[EXERCISE DESCRIPTION]:
Please retype the records below exactly, from the first line through the line containing "the green leaf with a point.", and leave out any pictures.

[DATASET CONTENT]:
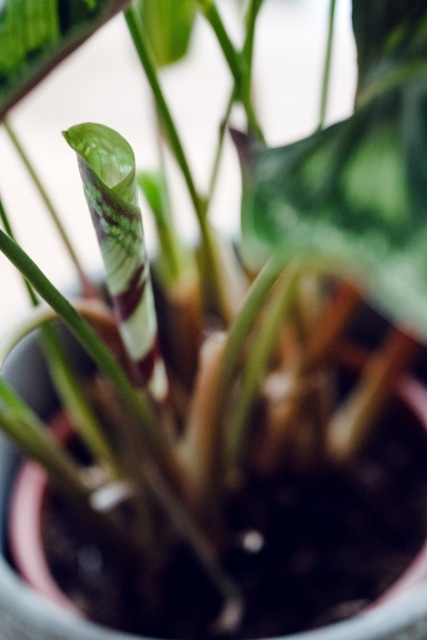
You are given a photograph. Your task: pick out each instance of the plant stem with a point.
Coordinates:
(44, 196)
(64, 377)
(140, 407)
(258, 359)
(237, 63)
(35, 441)
(211, 253)
(147, 60)
(329, 327)
(352, 421)
(327, 66)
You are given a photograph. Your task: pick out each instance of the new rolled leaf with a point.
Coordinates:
(107, 167)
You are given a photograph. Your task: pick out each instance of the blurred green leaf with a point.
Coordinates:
(168, 24)
(35, 35)
(357, 191)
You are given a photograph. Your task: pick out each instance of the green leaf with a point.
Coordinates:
(169, 25)
(107, 167)
(357, 190)
(391, 40)
(36, 36)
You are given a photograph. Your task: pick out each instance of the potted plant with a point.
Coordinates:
(231, 441)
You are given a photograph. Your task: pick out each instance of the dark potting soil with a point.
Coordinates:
(309, 549)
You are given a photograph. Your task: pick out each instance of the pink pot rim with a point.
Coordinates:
(30, 490)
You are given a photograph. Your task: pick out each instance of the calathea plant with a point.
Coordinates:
(217, 369)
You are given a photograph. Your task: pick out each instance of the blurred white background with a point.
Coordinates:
(102, 82)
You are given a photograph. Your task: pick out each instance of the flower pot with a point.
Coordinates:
(26, 614)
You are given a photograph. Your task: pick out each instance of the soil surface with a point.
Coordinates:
(308, 550)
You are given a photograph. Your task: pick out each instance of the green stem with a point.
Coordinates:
(66, 380)
(35, 441)
(149, 66)
(43, 194)
(212, 257)
(258, 359)
(220, 146)
(153, 435)
(236, 61)
(327, 66)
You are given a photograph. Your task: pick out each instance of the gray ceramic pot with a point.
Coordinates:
(25, 615)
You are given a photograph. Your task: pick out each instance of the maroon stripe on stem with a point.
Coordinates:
(127, 301)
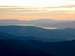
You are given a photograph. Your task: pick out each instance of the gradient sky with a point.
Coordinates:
(37, 9)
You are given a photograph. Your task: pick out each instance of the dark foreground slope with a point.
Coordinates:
(19, 45)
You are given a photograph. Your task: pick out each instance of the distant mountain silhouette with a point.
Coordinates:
(41, 22)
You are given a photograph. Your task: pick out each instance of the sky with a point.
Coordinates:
(37, 9)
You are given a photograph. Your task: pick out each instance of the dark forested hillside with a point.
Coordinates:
(14, 44)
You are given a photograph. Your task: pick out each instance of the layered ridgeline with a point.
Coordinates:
(46, 23)
(36, 41)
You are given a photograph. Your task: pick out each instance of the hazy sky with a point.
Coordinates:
(37, 9)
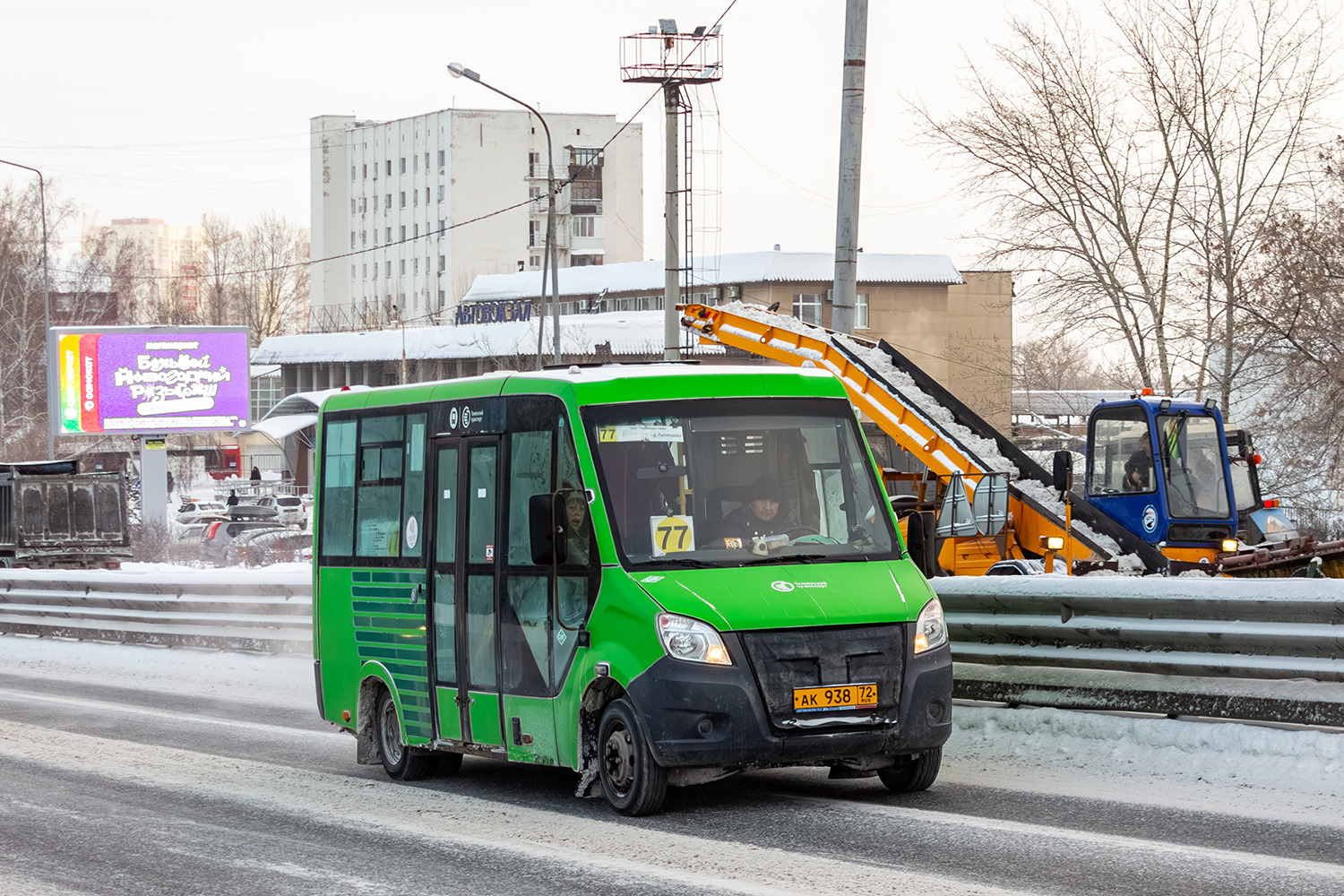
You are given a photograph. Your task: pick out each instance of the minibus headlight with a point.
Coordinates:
(930, 627)
(691, 640)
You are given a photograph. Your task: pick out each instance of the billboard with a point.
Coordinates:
(150, 379)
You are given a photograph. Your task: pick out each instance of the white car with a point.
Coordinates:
(289, 508)
(199, 511)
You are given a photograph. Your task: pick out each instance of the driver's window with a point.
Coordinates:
(1121, 458)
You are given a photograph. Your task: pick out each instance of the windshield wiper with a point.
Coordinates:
(787, 557)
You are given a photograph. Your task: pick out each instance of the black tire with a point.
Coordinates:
(913, 772)
(400, 761)
(632, 780)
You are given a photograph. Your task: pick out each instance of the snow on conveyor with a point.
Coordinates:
(937, 417)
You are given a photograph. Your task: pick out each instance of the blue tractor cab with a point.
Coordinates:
(1159, 468)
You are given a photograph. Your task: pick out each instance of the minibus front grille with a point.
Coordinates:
(785, 659)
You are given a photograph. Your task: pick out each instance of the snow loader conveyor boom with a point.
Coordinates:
(857, 363)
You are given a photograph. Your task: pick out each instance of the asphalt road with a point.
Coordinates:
(123, 788)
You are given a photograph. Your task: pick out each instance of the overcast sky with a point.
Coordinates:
(150, 109)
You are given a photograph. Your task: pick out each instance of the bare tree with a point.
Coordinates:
(1245, 82)
(274, 284)
(1139, 167)
(218, 266)
(1298, 328)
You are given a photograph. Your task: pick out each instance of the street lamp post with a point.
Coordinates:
(459, 70)
(46, 309)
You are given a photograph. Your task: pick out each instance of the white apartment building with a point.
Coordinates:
(169, 249)
(403, 212)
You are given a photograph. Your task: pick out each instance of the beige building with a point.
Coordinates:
(408, 212)
(957, 325)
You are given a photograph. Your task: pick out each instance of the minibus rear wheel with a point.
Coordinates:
(913, 772)
(632, 780)
(400, 761)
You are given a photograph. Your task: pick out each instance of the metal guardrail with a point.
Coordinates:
(206, 610)
(1265, 650)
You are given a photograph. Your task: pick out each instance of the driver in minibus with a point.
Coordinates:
(760, 513)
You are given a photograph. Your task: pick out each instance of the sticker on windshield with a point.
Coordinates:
(672, 533)
(642, 432)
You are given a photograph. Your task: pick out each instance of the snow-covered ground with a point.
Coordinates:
(1255, 771)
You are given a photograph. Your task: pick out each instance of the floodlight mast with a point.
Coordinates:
(666, 56)
(459, 70)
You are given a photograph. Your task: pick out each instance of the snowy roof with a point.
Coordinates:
(277, 427)
(623, 332)
(301, 403)
(1064, 402)
(739, 268)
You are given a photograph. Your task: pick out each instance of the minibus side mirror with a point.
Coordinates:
(546, 524)
(1064, 470)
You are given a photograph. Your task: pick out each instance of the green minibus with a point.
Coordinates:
(650, 573)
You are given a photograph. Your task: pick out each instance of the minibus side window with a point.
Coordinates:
(413, 500)
(538, 646)
(379, 498)
(339, 489)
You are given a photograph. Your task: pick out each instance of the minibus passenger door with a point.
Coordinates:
(462, 591)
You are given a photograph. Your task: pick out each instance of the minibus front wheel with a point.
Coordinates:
(913, 772)
(400, 761)
(632, 780)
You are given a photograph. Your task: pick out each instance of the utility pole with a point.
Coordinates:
(844, 295)
(671, 247)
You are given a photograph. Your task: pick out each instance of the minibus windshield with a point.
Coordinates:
(737, 481)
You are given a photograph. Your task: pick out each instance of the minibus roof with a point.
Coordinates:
(607, 383)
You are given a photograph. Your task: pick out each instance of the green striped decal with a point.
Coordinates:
(389, 616)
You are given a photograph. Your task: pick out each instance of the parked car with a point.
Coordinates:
(195, 511)
(1018, 567)
(218, 544)
(281, 546)
(289, 508)
(253, 512)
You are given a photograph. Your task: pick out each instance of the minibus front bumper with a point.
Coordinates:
(741, 716)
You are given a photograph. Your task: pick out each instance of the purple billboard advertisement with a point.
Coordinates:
(151, 381)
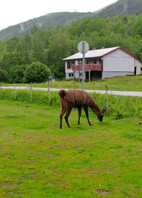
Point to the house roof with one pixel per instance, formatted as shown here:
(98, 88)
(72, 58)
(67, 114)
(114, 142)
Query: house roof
(96, 53)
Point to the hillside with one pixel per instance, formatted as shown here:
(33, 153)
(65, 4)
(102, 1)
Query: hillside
(44, 22)
(65, 18)
(122, 7)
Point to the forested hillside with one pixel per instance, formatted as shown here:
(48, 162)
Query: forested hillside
(43, 23)
(53, 20)
(122, 7)
(51, 46)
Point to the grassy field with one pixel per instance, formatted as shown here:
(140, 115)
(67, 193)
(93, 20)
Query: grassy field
(124, 83)
(40, 160)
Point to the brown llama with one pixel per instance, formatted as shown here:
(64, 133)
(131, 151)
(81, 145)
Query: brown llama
(77, 99)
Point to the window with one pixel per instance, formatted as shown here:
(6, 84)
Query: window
(70, 75)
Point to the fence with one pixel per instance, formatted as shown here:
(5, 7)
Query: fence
(48, 89)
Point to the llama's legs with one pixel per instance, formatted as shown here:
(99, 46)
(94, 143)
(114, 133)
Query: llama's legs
(61, 116)
(67, 115)
(86, 112)
(79, 115)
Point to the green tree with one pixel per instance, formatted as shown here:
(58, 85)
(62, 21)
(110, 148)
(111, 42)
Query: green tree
(37, 72)
(3, 75)
(17, 73)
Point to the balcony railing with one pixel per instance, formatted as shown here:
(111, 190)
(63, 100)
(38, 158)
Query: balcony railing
(87, 67)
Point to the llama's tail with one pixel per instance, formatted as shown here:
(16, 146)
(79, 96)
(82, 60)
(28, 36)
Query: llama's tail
(62, 93)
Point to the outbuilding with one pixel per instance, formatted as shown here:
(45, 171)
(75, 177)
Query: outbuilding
(103, 63)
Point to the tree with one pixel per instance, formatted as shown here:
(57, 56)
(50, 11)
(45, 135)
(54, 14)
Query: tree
(37, 72)
(3, 75)
(17, 73)
(59, 46)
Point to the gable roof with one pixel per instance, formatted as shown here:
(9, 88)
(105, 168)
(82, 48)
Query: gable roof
(97, 53)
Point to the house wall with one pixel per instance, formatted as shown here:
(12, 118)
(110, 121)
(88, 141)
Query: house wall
(138, 66)
(118, 62)
(110, 74)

[EXERCISE SOLUTION]:
You are given a photograph. Your task: pick out each instance of the plant stem with a point.
Coordinates:
(44, 196)
(64, 377)
(140, 407)
(258, 359)
(237, 63)
(35, 441)
(211, 253)
(147, 60)
(329, 327)
(352, 421)
(327, 66)
You are given a photograph. Your task: pick out each instance of the new rolled leaf with a point.
Coordinates:
(107, 167)
You are given a photograph. Your task: pick out each instance of the blurred green leaf with a point.
Coordinates:
(168, 24)
(35, 35)
(357, 191)
You are given a photograph. Your task: pick out each instance of the green leaf with a point.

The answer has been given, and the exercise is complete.